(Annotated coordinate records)
=-=-=-=-=
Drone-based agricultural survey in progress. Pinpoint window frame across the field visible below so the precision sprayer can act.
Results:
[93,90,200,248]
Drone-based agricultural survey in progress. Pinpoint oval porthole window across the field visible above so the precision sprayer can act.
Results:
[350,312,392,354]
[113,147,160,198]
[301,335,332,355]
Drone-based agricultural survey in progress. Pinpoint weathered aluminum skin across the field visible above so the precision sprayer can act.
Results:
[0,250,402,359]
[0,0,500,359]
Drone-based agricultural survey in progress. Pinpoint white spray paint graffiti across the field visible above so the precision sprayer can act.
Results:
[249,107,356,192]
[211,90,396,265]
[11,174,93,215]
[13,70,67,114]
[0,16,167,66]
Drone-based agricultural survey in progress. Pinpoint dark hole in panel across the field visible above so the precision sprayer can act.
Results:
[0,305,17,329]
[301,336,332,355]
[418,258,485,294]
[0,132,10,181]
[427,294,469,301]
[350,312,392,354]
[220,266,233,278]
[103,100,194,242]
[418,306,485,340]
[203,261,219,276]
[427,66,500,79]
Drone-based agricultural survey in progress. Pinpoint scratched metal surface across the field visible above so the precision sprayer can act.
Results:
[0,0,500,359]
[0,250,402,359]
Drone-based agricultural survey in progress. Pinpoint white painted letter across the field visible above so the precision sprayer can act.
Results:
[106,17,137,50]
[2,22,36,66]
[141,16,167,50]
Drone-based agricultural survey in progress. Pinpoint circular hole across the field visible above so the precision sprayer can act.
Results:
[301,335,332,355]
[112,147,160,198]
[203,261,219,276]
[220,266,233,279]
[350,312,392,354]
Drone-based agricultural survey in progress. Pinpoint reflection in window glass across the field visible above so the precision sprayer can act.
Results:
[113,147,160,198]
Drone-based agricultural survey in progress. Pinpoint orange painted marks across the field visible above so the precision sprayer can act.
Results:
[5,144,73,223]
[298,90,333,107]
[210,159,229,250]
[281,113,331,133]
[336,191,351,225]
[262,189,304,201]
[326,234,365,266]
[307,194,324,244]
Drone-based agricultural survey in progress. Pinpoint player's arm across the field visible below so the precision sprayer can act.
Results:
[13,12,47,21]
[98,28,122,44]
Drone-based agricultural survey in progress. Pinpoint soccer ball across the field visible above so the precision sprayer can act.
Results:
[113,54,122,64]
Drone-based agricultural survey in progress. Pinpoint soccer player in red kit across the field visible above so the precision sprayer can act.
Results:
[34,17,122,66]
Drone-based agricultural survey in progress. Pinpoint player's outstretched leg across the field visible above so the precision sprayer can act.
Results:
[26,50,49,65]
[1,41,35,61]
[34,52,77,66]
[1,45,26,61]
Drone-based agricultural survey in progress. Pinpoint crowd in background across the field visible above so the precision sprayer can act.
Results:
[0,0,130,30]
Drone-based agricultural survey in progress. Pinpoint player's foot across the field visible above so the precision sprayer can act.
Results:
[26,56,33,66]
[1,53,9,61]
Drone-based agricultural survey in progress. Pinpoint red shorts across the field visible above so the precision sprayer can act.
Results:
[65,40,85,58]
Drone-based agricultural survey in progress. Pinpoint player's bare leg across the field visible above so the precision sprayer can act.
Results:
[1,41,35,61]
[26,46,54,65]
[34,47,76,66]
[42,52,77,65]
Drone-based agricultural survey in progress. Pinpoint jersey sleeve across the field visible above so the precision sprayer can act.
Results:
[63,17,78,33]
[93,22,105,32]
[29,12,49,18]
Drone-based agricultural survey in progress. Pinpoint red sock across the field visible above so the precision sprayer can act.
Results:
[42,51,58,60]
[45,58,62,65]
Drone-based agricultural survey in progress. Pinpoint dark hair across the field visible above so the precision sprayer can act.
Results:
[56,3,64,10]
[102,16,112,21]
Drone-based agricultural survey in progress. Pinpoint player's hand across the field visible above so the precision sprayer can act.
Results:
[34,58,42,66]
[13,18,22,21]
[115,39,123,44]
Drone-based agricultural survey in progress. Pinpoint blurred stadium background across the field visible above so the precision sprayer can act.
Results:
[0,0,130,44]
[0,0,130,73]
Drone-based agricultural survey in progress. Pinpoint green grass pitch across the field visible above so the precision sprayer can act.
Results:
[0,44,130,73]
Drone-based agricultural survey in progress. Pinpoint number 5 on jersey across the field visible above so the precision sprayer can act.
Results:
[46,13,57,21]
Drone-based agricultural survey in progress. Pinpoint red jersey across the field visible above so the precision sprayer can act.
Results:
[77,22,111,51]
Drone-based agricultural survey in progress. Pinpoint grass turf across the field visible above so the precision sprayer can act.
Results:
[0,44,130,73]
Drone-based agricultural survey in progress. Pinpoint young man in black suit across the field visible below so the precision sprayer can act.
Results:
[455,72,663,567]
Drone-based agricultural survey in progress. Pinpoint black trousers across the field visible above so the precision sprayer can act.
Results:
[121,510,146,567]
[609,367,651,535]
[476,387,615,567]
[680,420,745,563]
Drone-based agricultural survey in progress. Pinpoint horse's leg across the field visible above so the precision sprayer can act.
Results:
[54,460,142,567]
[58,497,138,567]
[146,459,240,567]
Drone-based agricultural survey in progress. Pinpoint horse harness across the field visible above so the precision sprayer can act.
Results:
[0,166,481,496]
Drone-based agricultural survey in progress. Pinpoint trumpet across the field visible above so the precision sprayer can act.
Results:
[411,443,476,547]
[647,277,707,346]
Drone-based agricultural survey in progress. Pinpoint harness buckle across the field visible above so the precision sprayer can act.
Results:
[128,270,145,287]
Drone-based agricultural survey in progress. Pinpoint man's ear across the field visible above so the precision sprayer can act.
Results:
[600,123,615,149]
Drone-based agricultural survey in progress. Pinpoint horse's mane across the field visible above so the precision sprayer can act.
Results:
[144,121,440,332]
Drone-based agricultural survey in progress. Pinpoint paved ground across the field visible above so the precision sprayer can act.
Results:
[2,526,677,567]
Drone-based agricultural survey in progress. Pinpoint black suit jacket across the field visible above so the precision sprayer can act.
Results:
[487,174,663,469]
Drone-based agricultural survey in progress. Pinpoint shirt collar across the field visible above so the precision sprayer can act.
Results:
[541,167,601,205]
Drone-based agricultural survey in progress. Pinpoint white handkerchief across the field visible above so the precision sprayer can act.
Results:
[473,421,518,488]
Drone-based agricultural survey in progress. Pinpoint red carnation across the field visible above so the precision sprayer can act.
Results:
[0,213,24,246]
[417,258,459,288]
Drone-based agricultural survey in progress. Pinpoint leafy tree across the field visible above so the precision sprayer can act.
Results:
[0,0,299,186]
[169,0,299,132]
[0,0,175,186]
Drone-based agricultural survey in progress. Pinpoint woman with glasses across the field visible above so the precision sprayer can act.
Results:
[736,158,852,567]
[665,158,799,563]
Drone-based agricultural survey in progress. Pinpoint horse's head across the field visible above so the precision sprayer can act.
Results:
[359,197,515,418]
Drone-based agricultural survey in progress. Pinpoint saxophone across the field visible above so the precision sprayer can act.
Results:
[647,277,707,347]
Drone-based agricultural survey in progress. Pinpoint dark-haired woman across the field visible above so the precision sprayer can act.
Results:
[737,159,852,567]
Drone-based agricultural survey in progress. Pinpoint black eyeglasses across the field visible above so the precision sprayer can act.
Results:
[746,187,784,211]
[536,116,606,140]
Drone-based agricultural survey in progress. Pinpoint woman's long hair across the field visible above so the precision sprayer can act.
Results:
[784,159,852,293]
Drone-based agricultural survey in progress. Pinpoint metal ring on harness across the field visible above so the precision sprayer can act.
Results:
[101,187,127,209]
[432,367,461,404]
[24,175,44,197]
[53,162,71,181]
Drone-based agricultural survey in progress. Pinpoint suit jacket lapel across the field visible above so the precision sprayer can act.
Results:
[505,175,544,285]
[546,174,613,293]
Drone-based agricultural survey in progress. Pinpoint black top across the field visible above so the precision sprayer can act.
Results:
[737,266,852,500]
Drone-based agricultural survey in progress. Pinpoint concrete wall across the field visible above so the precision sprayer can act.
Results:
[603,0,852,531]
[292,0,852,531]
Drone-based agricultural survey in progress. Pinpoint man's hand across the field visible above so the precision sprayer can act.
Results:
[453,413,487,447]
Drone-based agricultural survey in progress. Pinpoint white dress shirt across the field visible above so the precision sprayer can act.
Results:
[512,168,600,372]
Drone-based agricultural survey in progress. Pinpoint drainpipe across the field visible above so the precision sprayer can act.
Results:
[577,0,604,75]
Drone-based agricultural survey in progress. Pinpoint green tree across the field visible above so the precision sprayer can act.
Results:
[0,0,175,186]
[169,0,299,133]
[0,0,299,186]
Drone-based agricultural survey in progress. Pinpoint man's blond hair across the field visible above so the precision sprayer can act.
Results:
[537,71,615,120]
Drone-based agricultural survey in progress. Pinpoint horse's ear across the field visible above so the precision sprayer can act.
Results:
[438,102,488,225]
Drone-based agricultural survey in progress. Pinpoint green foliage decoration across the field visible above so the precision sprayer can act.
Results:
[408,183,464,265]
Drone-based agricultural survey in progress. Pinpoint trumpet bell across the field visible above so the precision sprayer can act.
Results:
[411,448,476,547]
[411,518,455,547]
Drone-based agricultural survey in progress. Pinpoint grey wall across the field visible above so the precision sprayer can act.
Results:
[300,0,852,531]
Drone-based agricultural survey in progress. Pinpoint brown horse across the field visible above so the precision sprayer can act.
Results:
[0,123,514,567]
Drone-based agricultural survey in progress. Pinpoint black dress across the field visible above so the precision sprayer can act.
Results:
=-=-=-=-=
• _Instructions to follow_: Please take the lines from the one containing "Drone-based agricultural survey in progress. Pinpoint orange" through the one containing "[307,194,324,244]", and change "orange painted marks" to "yellow painted marks" while keeping everything else the same.

• _Solution for this problem_:
Drone-based agricultural survey in progress. Pinpoint yellow painted marks across the field visible above so the precision sprayer can act.
Results:
[5,144,73,223]
[298,90,333,107]
[210,159,229,250]
[281,113,331,133]
[336,191,351,225]
[262,189,304,201]
[326,234,365,266]
[307,194,324,244]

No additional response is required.